Task directions: Would you set down every line of the data below exactly as it reads?
*** Block opens ***
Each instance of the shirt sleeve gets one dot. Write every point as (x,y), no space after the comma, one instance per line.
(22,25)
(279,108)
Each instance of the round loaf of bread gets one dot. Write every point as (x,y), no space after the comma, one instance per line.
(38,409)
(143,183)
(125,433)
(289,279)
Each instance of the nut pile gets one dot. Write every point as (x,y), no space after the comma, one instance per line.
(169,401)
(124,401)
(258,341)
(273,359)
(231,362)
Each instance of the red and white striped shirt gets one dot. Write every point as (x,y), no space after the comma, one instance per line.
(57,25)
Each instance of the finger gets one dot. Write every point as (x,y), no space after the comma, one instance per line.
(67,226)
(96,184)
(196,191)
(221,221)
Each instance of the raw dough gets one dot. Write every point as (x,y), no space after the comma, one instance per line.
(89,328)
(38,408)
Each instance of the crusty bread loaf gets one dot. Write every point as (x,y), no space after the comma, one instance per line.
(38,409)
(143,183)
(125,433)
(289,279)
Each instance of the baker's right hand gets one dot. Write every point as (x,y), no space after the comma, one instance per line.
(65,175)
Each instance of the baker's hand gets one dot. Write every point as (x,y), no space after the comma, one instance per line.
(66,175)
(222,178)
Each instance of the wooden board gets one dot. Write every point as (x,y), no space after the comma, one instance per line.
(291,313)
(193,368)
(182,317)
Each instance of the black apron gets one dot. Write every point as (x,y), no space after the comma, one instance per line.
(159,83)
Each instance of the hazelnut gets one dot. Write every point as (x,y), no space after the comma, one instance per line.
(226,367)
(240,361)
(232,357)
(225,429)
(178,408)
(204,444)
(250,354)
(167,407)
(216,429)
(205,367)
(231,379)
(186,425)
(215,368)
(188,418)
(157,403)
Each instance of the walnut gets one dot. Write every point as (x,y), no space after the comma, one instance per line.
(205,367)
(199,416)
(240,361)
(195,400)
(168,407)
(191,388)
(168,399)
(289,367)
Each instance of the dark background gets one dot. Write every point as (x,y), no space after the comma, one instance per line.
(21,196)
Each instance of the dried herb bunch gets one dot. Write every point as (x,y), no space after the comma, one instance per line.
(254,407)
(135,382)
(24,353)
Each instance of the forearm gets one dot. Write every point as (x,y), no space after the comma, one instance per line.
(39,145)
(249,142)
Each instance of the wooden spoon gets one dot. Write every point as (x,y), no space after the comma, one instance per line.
*** Block closes ***
Problem solution:
Each instance of the shirt sleeve gets one dot. Write every point as (x,y), no space after the comma, one instance per line.
(22,25)
(279,108)
Each instance of the round loaf of bread gets one dot. Write every point as (x,y), no space after the comma, one instance per line.
(38,409)
(143,183)
(125,433)
(289,279)
Each instance of the nut pile gets one dot. Write every point as (x,y), no space after the comma, one instance per line.
(169,401)
(124,401)
(258,341)
(273,359)
(231,362)
Each instance of the red and white striped shirt gets one dot. Write every point as (x,y), no space after the comma, one instance per line.
(57,25)
Each instance of the finger gets one dot. Write every point as (x,y), no space after the comma, one instance per line.
(67,226)
(96,184)
(196,191)
(221,221)
Each instance of the raw dough gets one dot. Write every point as (x,y), no space after the comma, one instance per line.
(89,328)
(38,408)
Each instance of the crusty bread loaf gets one dot. Write every point as (x,y), no space after the comma, one instance per line.
(38,409)
(143,183)
(125,433)
(289,279)
Each instance of the baker's right hand gets one dot. Write every point as (x,y), no space after the comma, one instance per line.
(65,175)
Each instance of the baker's hand gets one dot. Write every point as (x,y), no space after the comma, one instance per line.
(66,175)
(222,178)
Each instance of the wooden board gets one dot. Write every point as (x,y), no space after the comma, one instance per line.
(291,313)
(193,368)
(182,317)
Each instance of the black apron gets one dot. Write every point as (x,y), no space after the comma, one instance per line.
(159,83)
Each instance of the hazelnut gets one dot. Write every point as (x,y), no space after the comma, one instance per line.
(226,367)
(240,361)
(232,357)
(225,429)
(178,408)
(204,444)
(250,354)
(167,407)
(216,429)
(205,367)
(231,379)
(186,425)
(215,368)
(188,418)
(157,403)
Each instance of the walnut gets one dot. Write every point as (x,y), no space after the comma, one instance per line.
(205,367)
(199,416)
(240,361)
(195,400)
(168,407)
(191,388)
(168,399)
(289,367)
Each instance of the dark background gets one dot. Write every point as (x,y), no space after the comma, one instance per line.
(21,196)
Each instance of the dried herb bunch gets one dot. Write every point as (x,y), no space after the comma, one instance per line.
(254,407)
(135,382)
(24,353)
Each instance of the forearm gets one dot. Write every point as (x,y), no space after the comma, one instance per line.
(39,145)
(249,142)
Each instance of the wooden spoon gets one dot. Write every point as (x,y), no space after the comma, one instance per line.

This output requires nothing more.